-- Begin Text extract --

So I did some digging today. This is all on version 19.1.
If you add --log-level=debug
to your startup command, you’ll get to see what this error is from. I can now see:
2024-07-17T18:04:29.437-0700 [ERROR] agent.dns: error serializing DNS results: error="no data"
2024-07-17T18:04:29.437-0700 [DEBUG] agent.dns: no data available: name=myservice.service.consul.
So for some reason, this node is answering that it doesn’t have any DNS data for myservice
. What’s weird is that myservice
is definitely a legitimate service, and the consul node knows about it:
$ dig @127.0.0.1 -p 8600 +short myservice.service.consul
100.104.105.106
It’s also not specific to one service, different services are named (randomly), though it appears that the services are a subset of all the services we have.

-- End Text extract --
-- Begin Provided entries --

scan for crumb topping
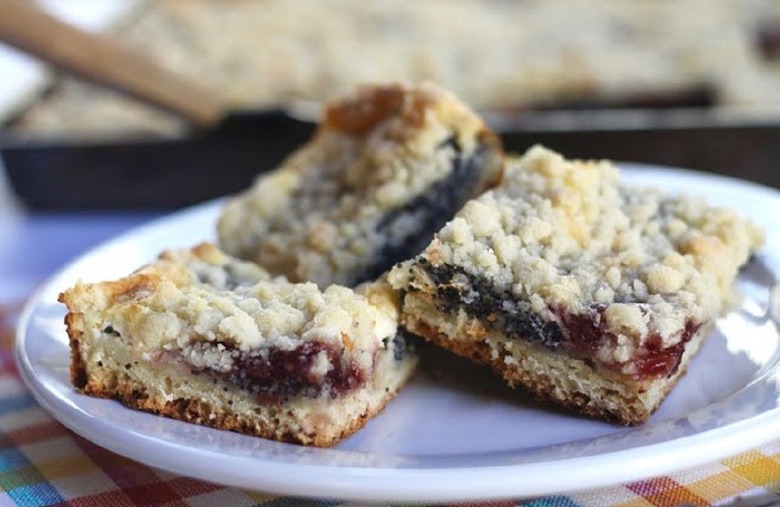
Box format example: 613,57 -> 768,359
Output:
218,84 -> 501,286
62,244 -> 397,390
390,146 -> 763,370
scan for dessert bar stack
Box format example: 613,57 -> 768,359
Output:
60,83 -> 762,446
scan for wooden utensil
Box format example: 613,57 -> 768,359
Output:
0,0 -> 225,128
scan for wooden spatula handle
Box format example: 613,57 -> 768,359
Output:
0,0 -> 223,127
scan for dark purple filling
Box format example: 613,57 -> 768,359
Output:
419,259 -> 701,379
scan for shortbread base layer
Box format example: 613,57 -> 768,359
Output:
69,315 -> 417,447
403,293 -> 713,425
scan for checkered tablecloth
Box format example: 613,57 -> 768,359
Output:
0,303 -> 780,507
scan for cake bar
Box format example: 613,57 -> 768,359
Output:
60,243 -> 417,446
389,146 -> 763,425
218,83 -> 503,287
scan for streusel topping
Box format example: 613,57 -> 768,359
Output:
69,244 -> 397,374
391,146 -> 763,362
219,80 -> 501,286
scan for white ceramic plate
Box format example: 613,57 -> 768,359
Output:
17,164 -> 780,502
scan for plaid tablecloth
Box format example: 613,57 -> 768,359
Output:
0,303 -> 780,507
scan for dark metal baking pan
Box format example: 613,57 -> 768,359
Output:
0,108 -> 780,210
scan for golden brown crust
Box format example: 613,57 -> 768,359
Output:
402,300 -> 712,426
72,364 -> 412,447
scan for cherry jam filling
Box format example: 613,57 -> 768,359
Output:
222,341 -> 366,398
420,259 -> 701,380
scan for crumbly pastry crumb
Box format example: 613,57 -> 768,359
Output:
389,146 -> 763,424
218,83 -> 503,287
60,243 -> 416,446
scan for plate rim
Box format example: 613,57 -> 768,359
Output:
14,163 -> 780,502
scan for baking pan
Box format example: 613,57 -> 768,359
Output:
0,108 -> 780,210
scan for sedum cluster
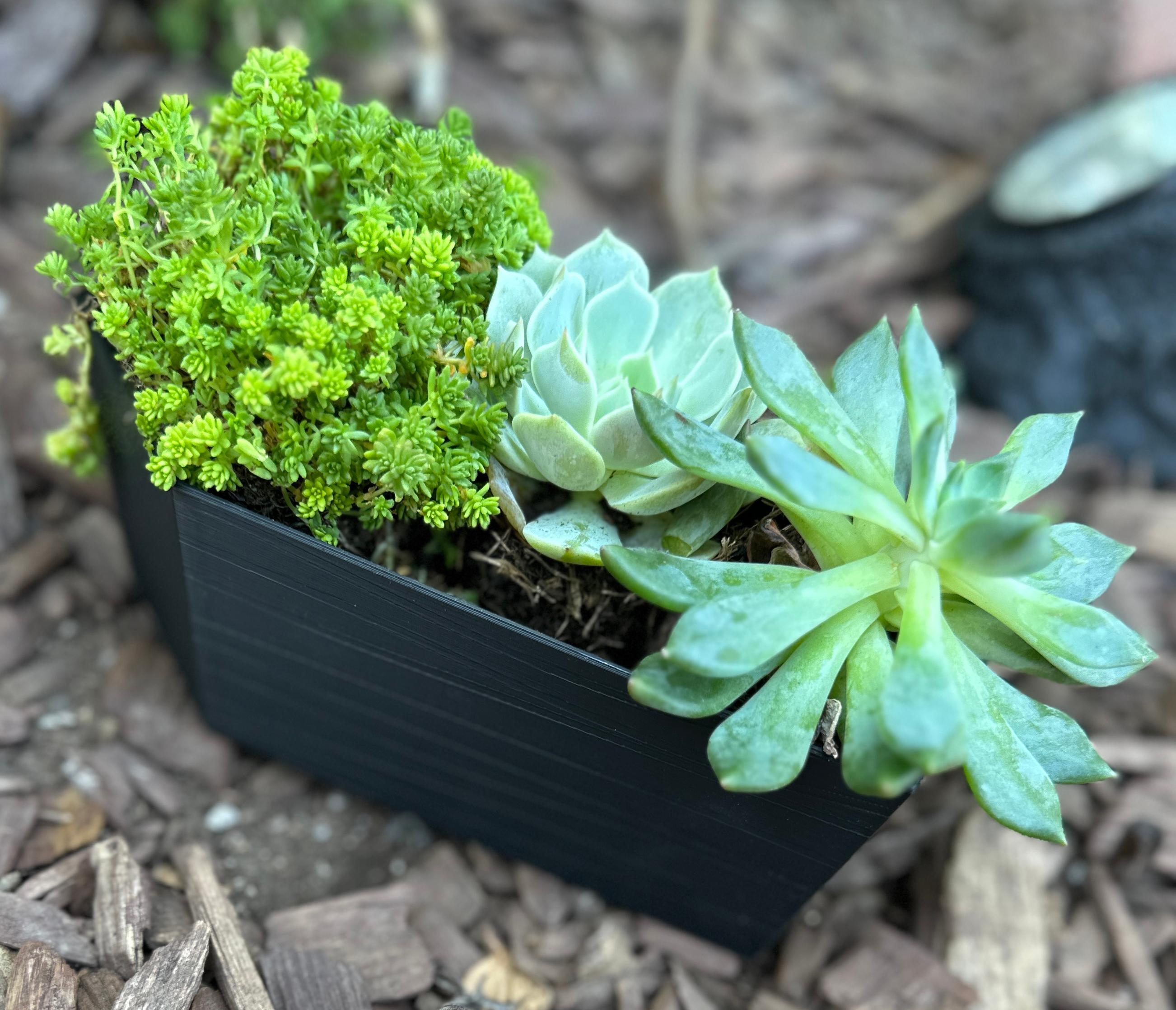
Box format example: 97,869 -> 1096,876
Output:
487,230 -> 763,564
37,49 -> 551,541
604,312 -> 1155,842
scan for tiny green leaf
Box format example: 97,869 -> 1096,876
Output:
938,512 -> 1050,575
841,621 -> 922,796
1026,522 -> 1135,603
833,318 -> 907,484
1001,413 -> 1082,508
747,435 -> 925,549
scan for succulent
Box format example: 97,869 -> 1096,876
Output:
37,49 -> 551,541
487,230 -> 763,564
603,312 -> 1155,842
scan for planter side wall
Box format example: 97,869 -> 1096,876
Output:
173,487 -> 897,952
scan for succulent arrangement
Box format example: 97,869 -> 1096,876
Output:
37,48 -> 551,541
603,312 -> 1155,842
487,230 -> 763,564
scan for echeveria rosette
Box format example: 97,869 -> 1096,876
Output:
487,230 -> 763,564
604,312 -> 1155,842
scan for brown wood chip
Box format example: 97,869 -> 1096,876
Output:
191,985 -> 227,1010
818,923 -> 976,1010
515,863 -> 572,926
0,524 -> 70,603
943,810 -> 1057,1010
409,905 -> 482,981
16,786 -> 106,870
78,968 -> 123,1010
15,846 -> 94,908
637,916 -> 742,978
5,940 -> 78,1010
1089,863 -> 1172,1010
91,835 -> 149,978
266,883 -> 433,1002
0,796 -> 39,876
0,702 -> 28,747
147,883 -> 191,950
173,844 -> 274,1010
261,948 -> 372,1010
114,922 -> 210,1010
405,842 -> 485,926
0,893 -> 98,968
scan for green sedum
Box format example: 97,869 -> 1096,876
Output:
487,230 -> 763,564
604,312 -> 1155,842
37,48 -> 551,542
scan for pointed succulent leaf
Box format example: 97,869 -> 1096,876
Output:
601,469 -> 714,516
1026,522 -> 1135,603
735,313 -> 898,500
841,621 -> 922,797
649,269 -> 732,376
635,393 -> 863,567
662,484 -> 754,556
674,332 -> 743,421
957,635 -> 1065,844
957,643 -> 1115,783
938,511 -> 1050,575
494,425 -> 543,481
898,308 -> 954,449
664,554 -> 898,677
833,318 -> 907,484
485,268 -> 543,343
513,414 -> 608,491
907,417 -> 947,527
747,435 -> 925,549
707,600 -> 878,792
589,403 -> 662,470
563,228 -> 649,299
944,570 -> 1156,688
603,547 -> 812,613
881,561 -> 964,772
584,275 -> 658,380
527,274 -> 584,354
943,599 -> 1077,684
619,351 -> 661,394
629,653 -> 770,718
518,246 -> 563,290
522,496 -> 621,566
532,334 -> 596,436
1001,413 -> 1082,508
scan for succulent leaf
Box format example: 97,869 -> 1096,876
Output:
707,600 -> 878,792
629,653 -> 771,718
522,495 -> 621,566
625,312 -> 1155,841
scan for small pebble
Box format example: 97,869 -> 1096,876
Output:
205,803 -> 241,835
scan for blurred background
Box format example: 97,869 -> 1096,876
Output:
0,0 -> 1176,1010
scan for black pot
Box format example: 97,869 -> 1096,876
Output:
94,340 -> 901,954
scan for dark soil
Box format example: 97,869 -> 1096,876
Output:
226,476 -> 816,669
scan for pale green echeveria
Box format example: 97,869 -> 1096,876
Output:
604,310 -> 1155,842
487,230 -> 763,564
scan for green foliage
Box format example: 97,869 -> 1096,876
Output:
37,49 -> 551,540
603,312 -> 1155,842
487,230 -> 763,574
155,0 -> 408,70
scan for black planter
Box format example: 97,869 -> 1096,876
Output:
94,341 -> 901,954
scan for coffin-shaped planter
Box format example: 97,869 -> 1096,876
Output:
94,341 -> 900,954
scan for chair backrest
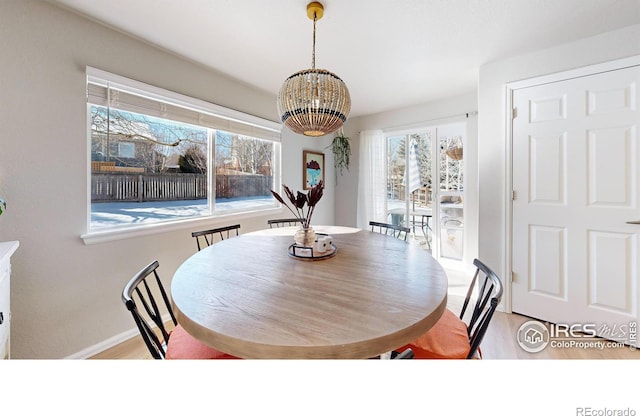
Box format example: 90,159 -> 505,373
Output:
267,218 -> 302,228
122,260 -> 178,360
460,259 -> 502,358
191,224 -> 240,251
369,221 -> 411,241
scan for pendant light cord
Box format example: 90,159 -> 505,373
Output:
311,12 -> 318,71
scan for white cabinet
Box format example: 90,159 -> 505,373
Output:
0,241 -> 18,359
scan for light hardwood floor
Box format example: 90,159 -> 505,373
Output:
91,312 -> 640,360
91,270 -> 640,360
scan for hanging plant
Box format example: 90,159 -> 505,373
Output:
328,129 -> 351,182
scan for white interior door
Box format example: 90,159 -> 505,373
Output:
512,66 -> 640,343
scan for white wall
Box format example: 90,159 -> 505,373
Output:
480,25 -> 640,286
0,0 -> 334,358
335,92 -> 478,263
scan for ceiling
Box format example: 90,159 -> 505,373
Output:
50,0 -> 640,117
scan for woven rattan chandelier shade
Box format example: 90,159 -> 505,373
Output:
278,2 -> 351,137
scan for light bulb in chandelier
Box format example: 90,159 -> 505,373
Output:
277,2 -> 351,137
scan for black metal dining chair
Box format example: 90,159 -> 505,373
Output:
191,224 -> 240,251
369,221 -> 411,241
122,260 -> 236,360
396,259 -> 502,359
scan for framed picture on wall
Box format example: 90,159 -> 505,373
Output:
302,150 -> 324,189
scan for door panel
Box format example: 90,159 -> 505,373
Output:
512,66 -> 640,341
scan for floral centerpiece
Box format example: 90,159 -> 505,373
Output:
271,181 -> 324,247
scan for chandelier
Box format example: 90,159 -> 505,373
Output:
278,1 -> 351,137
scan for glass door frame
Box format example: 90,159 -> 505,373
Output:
384,122 -> 467,262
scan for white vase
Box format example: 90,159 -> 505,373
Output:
293,227 -> 316,247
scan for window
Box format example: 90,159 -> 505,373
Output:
87,68 -> 281,234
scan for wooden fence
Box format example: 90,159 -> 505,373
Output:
91,172 -> 272,202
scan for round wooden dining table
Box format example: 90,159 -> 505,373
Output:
171,226 -> 448,359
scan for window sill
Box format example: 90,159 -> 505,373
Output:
80,207 -> 283,245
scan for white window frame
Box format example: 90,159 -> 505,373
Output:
80,67 -> 282,244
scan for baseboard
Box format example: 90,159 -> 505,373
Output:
64,328 -> 140,360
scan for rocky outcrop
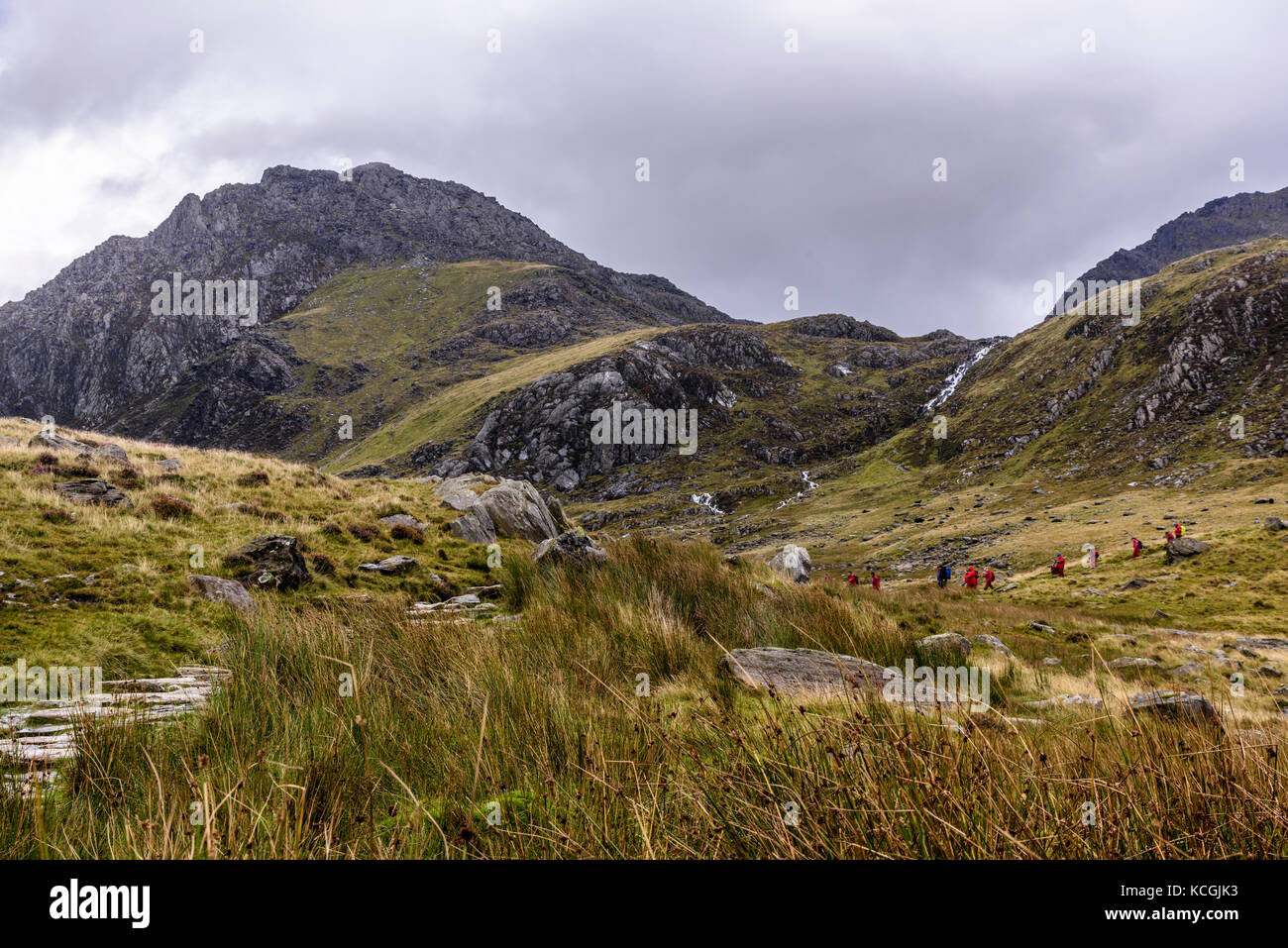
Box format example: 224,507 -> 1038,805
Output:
434,326 -> 794,490
188,575 -> 255,613
1130,691 -> 1218,724
27,432 -> 90,455
434,474 -> 562,544
0,163 -> 729,443
532,532 -> 608,563
54,480 -> 134,510
769,544 -> 812,582
358,554 -> 420,576
232,533 -> 313,591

-- End Provided entries --

Given request 1:
Retype the listing from the line holding "scan for door panel" through the final line of the listing, both ends included, and leave out the pictures.
Given request 2:
Extend the Consul DNS post, picking up after its last sentence.
The Consul DNS post and the listing bear no relation to each other.

Exercise output 1:
scan for door panel
Box format example: 90,159 -> 505,373
Output:
512,66 -> 640,341
scan for floral centerpiece
Box format example: 90,159 -> 505,373
Output:
271,181 -> 324,247
scan for chandelier
Box format example: 90,159 -> 505,373
Output:
278,1 -> 351,137
scan for glass door frame
Box format example: 90,159 -> 505,373
Output:
384,122 -> 467,262
scan for white vase
Box format example: 90,159 -> 505,373
Output:
293,227 -> 316,247
scan for window
Box format example: 90,159 -> 505,373
Output:
87,68 -> 281,234
scan for wooden fence
Box format example: 90,159 -> 505,373
Output:
91,172 -> 272,202
scan for round wooden dining table
Box format example: 90,159 -> 505,373
Output:
171,226 -> 448,359
scan for window sill
Box format example: 90,159 -> 505,373
Output:
80,207 -> 283,245
scan for white window frame
Box format example: 90,159 -> 505,373
Output:
80,67 -> 282,244
scan for baseboard
Box format example: 90,159 -> 505,373
Output:
64,328 -> 140,360
scan for rocky outcrop
Box format example: 224,507 -> 1038,805
Output:
434,326 -> 794,490
188,575 -> 255,613
1130,691 -> 1218,724
27,432 -> 90,455
434,474 -> 562,544
0,163 -> 729,443
532,532 -> 608,563
54,480 -> 134,510
769,544 -> 812,582
358,554 -> 420,576
232,533 -> 313,591

Exercise output 2:
I was wondering if there was some race condition, so I ran this in a loop:
$ while true; do dig @127.0.0.1 -p 8600 +short myservice.service.consul; sleep 1; done
and I seem to always get results, even as I watch the consul node output this message.
Here’s my config, if that’s at all helpful to anyone who stumbles upon this:
advertise_addr = "x.x.x.x"
advertise_addr_ipv4 = "x.x.x.x"
auto_reload_config = true
bind_addr = "0.0.0.0"
bootstrap_expect = 6
check_update_interval = "60s"
client_addr = "0.0.0.0"
data_dir = "/consul"
datacenter = "dc1"
dns_config = {
allow_stale = true
max_stale = "45s"
service_ttl {
"*" = "60s"
}
node_ttl = "300s"
only_passing = true
}
autopilot {
min_quorum = 4.0
}
retry_join = ["node1.internal", "node2.internal", "node3.internal", "node4.internal", "node5.internal", "node6.internal"]
server = true
node_name = "node1"
ui_config = {
enabled = true
}
I’m at a loss as to what the root cause here is, but I’m at least becoming convinced this error is mostly a red herring and doesn’t actually affect anything (at least AFAICT). I’d still love to know what’s causing it though.